(Document passage):
- - - - - - -

Without probabilities (no AUC/calibration):

# Only predictions available
result = ga.audit.from_predictions(
    y_true=y_test,
    y_pred=predictions,
    protected_attributes={"gender": gender},
    calibration=False,  # Skip calibration (no probabilities)
    random_seed=42
)

# AUC not available
print(result.performance.get("roc_auc"))  # None

Verify external model predictions:

# Compliance verification: check if external predictions meet fairness requirements
result = ga.audit.from_predictions(
    y_true=y_test,
    y_pred=external_predictions,
    y_proba=external_probabilities,
    protected_attributes={"race": race, "gender": gender},
    model_fingerprint="external_model_v2.1",
    random_seed=42
)

# Check fairness
if result.fairness.demographic_parity_max_diff > 0.10:
    print("⚠️ Fairness threshold exceeded")

- - - - - - -

(Exercise task 1):
Decide whether each statement below agrees with the from_predictions audit example. Answer yes or no for each, and quote the words of the example that decide it.
(a) In the first call, calibration is turned off.
(b) The second call passes gender as its only protected attribute.
(c) The fairness check prints a warning when demographic_parity_max_diff is greater than 0.10.
(Exercise task 2): Reproduce word for word the part of the from_predictions audit example that opens with the words containing "# Only predictions" and closes with "calibration (no probabilities)".
(Exercise task 3): Extend the from_predictions audit example with the next part after its last line.

- - - - - - -

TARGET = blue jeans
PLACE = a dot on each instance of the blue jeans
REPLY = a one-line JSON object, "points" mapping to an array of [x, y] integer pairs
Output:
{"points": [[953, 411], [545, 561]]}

- - - - - - -

(Final result 1):
(a) Yes: "calibration=False"
(b) No: "protected_attributes={"race": race, "gender": gender}"
(c) Yes: "if result.fairness.demographic_parity_max_diff > 0.10:"

(Final result 2):
# Only predictions available
result = ga.audit.from_predictions(
    y_true=y_test,
    y_pred=predictions,
    protected_attributes={"gender": gender},
    calibration=False,  # Skip calibration (no probabilities)

(Final result 3):
Notes

  • No explanations: SHAP explanations require model access. Use from_model() if you need explanations.
  • Probabilities optional: Can audit without probabilities, but skips AUC and calibration metrics.
  • Determinism: Fully deterministic (no model randomness).

from_config()

Generate audit from YAML configuration file.

Use for CI/CD, reproducibility verification, and regulatory compliance.

Signature

glassalpha.audit.from_config(
    config_path
) -> AuditResult

Parameters

  • config_path (str | Path) - Path to YAML configuration file

Returns

AuditResult - Same as from_model(), with additional validation:

  • Data hash verification: Ensures data matches expected hashes
  • Result ID verification: Optionally verifies result matches expected ID (for reproducibility)

Raises

  • GAE2002 (ResultIDMismatchError) - Result ID doesn't match expected_result_id in config
  • GAE2003 (DataHashMismatchError) - Data hash doesn't match expected hash
  • FileNotFoundError - Config or referenced files not found

Config Schema

model:
  path: "models/xgboost.pkl" # Pickled model
  type: "xgboost.XGBClassifier" # For verification

data:
  X_path: "data/X_test.parquet"
  y_path: "data/y_test.parquet"
  protected_attributes:
    gender: "data/gender.parquet"
    race: "data/race.parquet"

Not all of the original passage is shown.